Оставшиеся обвинения, по сравнению с названными выше, казались пустяковыми. Леонид Семенович Щербина (бывший оперуполномоченный Особого отдела ГУГБ НКВД 99-й стрелковой дивизии), который упоминался в связи с мародерством в расстрельных камерах, был к тому же обвинен в интимной связи с женой заключенного, а Томин — в нарушении процедуры обыска в тюрьме в Тирасполе. Абрамович в дополнение ко всему обвинялся в нарушении секретности расстрелов, а руководство Уманского РО НКВД — в смерти четырех заключенных от удушья по причине перенаселенности камер[136].

Шестым обвиняемым по «уманскому делу» проходил шофер местного НКВД, Николай Павлович Зудин, который «работал» преимущественно на расстрелах. Он также обвинялся в хищении имущества расстрелянных и, согласно официальному отчету, присвоил «не более 200 руб.», пять пар сапог, кожаный пиджак и три пары нижнего белья[137].

Так вкратце было представлено дело У майского РО НКВД. В действительности, однако, оно было далеко не столь кратким и сухим, как это следовало из официальных обвинительных заключений. Потребовалось целых три судебных процесса, чтобы вынести окончательные обвинения. Первый процесс состоялся в июле 1939 года[138]. Его единственным обвиняемым был Абрамович, начальник тюрьмы и старший по приведению приговоров в исполнение. Хотя вина Абрамовича, судя по стенограмме судебного заседания, была очевидной, Военный трибунал войск НКВД Киевского особого военного округа отказался вынести приговор, отправив дело в военную прокуратуру для объединения его с делами Томина, Зудина и других[139]. Второй процесс — против Борисова, Томина, Абрамовича, Петрова, Зудина и Щербины — закончился вынесением обвинительных приговоров всем, кроме Зудина. Он был освобожден. Абрамович получил три года исправительно-трудовых лагерей, Томин — три года лишения свободы в «общих местах заключения», Борисов и Петров — два года лишения свободы условно, а Щербину суд приговорил к году принудительного труда по месту работы с отчислением 15 % его заработка[140]. Но вмешалась Военная Коллегия Верховного суда СССР, послав дело на пересмотр. В результате последнего, третьего по счету, судебного процесса все обвиняемые получили более суровое наказание. Борисов был приговорен к наиболее длительному заключению —восемь лет, Абрамович — к шести, Томин и Петров — к пяти, а Щербина и Зудин — к трем годам исправительно-трудовых лагерей[141].
◆ ◆ ◆ ◆ ◆ ◆ ◆
→ **Задание 1**:
Соответствуют ли тексту об уманском деле следующие утверждения? (а) По итогам второго процесса Зудин был освобожден. (б) Первый процесс состоялся в августе 1939 года. (в) На втором процессе Щербину приговорили к трем годам лагерей. Для каждого ответьте «да» или «нет» и приведите решающие слова из текста в точности.
→ **Задание 2**:
К какому сроку был приговорен Борисов по итогам третьего процесса, согласно тексту об уманском деле?
→ **Задание 3**:
Процитируйте дословно отрывок из текста об уманском деле, начиная со слов «Оставшиеся обвинения, по» и заканчивая словами «причине перенаселенности камер[136].».

(Записи набора данных с разметкой точками)
◆ ◆ ◆ ◆ ◆ ◆ ◆
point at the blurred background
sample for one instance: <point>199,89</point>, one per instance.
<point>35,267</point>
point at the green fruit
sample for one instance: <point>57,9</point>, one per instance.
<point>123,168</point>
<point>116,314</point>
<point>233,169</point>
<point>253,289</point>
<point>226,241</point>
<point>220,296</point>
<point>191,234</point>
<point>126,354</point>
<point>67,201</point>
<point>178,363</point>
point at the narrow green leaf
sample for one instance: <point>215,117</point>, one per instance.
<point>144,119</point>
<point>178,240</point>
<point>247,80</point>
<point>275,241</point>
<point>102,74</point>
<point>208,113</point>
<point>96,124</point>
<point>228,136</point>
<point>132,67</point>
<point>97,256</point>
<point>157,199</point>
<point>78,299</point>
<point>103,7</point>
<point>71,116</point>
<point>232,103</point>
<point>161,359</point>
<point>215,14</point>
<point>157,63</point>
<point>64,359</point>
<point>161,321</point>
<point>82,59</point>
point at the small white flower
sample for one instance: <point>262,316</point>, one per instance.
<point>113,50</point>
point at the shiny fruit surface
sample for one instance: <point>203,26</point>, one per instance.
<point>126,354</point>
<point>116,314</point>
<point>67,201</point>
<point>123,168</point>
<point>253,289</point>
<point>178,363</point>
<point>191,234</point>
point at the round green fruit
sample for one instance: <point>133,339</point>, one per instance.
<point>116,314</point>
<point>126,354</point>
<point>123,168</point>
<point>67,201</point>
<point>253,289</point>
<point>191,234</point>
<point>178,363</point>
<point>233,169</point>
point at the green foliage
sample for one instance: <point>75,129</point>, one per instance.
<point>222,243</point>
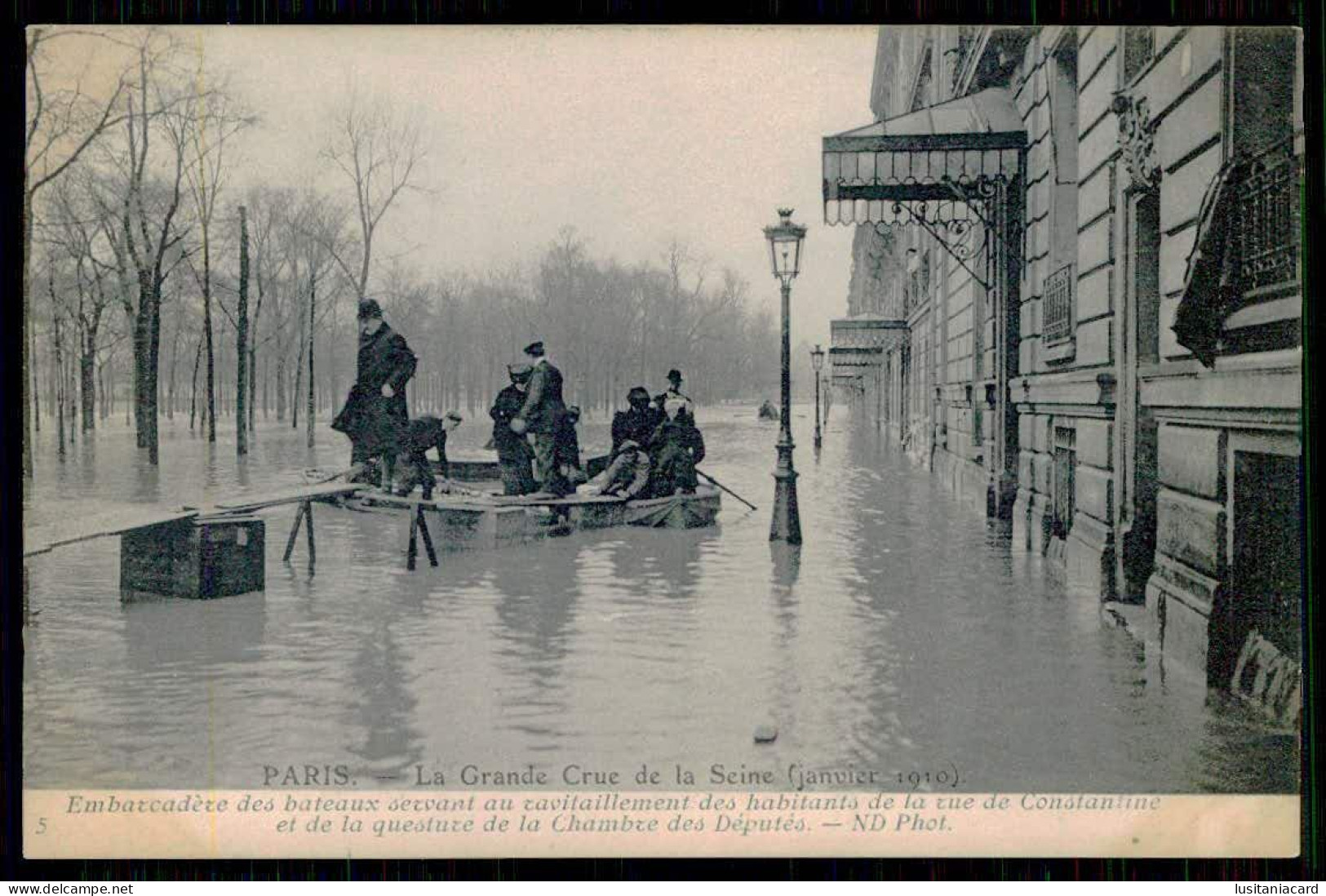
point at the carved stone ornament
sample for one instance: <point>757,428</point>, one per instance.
<point>1138,140</point>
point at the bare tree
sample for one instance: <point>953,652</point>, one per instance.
<point>242,356</point>
<point>378,151</point>
<point>211,117</point>
<point>61,123</point>
<point>149,231</point>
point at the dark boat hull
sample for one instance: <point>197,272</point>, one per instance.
<point>494,521</point>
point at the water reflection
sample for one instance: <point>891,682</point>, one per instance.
<point>905,632</point>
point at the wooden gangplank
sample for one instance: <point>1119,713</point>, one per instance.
<point>290,496</point>
<point>304,496</point>
<point>117,521</point>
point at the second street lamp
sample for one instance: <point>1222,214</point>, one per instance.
<point>817,362</point>
<point>785,252</point>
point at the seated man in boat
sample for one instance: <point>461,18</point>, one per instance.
<point>676,448</point>
<point>638,422</point>
<point>420,435</point>
<point>513,452</point>
<point>674,393</point>
<point>566,450</point>
<point>626,476</point>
◆ ◆ ◆ ◆ ◆ ◆ ◆
→ **Ответ 1**:
(а) Да: «Он был освобожден.»
(б) Нет: «Первый процесс состоялся в июле 1939 года».
(в) Нет: «Щербину суд приговорил к году принудительного труда по месту работы с отчислением 15 % его заработка».

→ **Ответ 2**:
К восьми годам заключения, самому длительному из всех.

→ **Ответ 3**:
Оставшиеся обвинения, по сравнению с названными выше, казались пустяковыми. Леонид Семенович Щербина (бывший оперуполномоченный Особого отдела ГУГБ НКВД 99-й стрелковой дивизии), который упоминался в связи с мародерством в расстрельных камерах, был к тому же обвинен в интимной связи с женой заключенного, а Томин — в нарушении процедуры обыска в тюрьме в Тирасполе. Абрамович в дополнение ко всему обвинялся в нарушении секретности расстрелов, а руководство Уманского РО НКВД — в смерти четырех заключенных от удушья по причине перенаселенности камер[136].